### SOURCE DOCUMENT

Bailey Financial Services · Editorial

The Warsh Era
& the 60% Calculus

Why a market reset is years overdue — and why the Federal Reserve's next chapter may finally be the one that delivers it.

ByWilder Bailey PublishedMay 8, 2026 Reading Time9 minutes

On May 15, 2026, Jerome Powell's term as Federal Reserve Chair expires. His successor, by all accounts, will be Kevin Warsh — a former Fed governor who has spent the last several years arguing that the central bank is "wounded by self-inflicted mistakes" and in need of a strategic reset.

The market hears the words. It does not yet appear to have priced the consequences.

What happens when a Fed Chair takes office believing the institution itself is the problem — and that the equity market's seventeen-year diet of accommodation has been the chief enabler? That is the question every retiree, every pre-retiree, and every concentrated-stock employee in America should be asking right now.

§ I. The Doctrine

A Fed Chair who believes the Fed itself needs reform.

In April 2025, speaking at the Group of Thirty's Spring Lecture, Kevin Warsh delivered what is now widely regarded as his shadow inaugural address. The framing was uncompromising: the Federal Reserve, in his view, has drifted into fiscal and political territory it was never designed to occupy, and its credibility has suffered for it.

KW Kevin Warsh
Fed Chair Nominee

The shortest version of his thesis

The Fed has two tools — interest rates and the balance sheet. For the better part of two decades, it has used both with a heavy bias toward asset price support. Warsh's prescription is to use both with a heavy bias toward price stability, even if asset prices, employment, or growth bear the short-term cost.

### LISTED ENTRIES
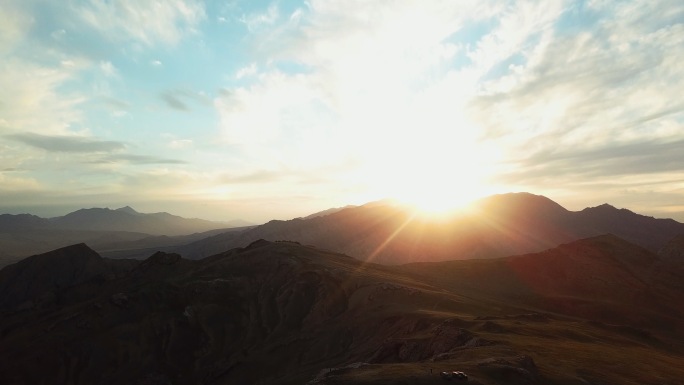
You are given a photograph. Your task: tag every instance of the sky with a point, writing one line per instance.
(260, 110)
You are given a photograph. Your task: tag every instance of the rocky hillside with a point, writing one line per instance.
(497, 226)
(282, 313)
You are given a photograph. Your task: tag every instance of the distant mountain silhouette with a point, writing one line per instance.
(497, 226)
(102, 228)
(127, 219)
(283, 313)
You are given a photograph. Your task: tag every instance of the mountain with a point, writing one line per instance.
(127, 219)
(496, 226)
(104, 229)
(592, 311)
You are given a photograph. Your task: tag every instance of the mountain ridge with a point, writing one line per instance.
(496, 226)
(312, 315)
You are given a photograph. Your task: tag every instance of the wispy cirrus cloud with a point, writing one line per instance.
(180, 99)
(145, 22)
(138, 159)
(59, 143)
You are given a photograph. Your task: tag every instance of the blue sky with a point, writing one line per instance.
(276, 109)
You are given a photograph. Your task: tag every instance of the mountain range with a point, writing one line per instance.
(599, 310)
(497, 226)
(105, 229)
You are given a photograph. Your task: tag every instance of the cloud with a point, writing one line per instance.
(178, 99)
(30, 100)
(599, 164)
(138, 159)
(257, 20)
(55, 143)
(108, 69)
(146, 22)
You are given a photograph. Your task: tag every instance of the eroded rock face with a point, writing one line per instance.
(219, 320)
(444, 338)
(519, 370)
(39, 278)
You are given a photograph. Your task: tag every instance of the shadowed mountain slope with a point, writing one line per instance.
(282, 313)
(103, 229)
(127, 219)
(497, 226)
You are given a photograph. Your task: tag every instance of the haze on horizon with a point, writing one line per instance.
(277, 109)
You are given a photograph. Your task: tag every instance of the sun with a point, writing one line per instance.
(437, 198)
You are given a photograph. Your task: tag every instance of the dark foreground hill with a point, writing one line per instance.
(596, 311)
(497, 226)
(103, 229)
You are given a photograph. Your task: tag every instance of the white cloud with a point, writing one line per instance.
(31, 100)
(15, 24)
(247, 71)
(147, 22)
(413, 93)
(108, 69)
(257, 20)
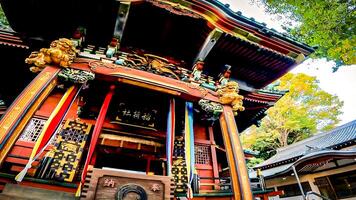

### GOAL OF THE EXERCISE
Can you return, word for word, the part of the editorial that opens with the words containing "The Warsh Era" and closes with "that delivers it."? The rows are separate material and have no connection to the editorial.

### CORRECT ANSWER
The Warsh Era
& the 60% Calculus

Why a market reset is years overdue — and why the Federal Reserve's next chapter may finally be the one that delivers it.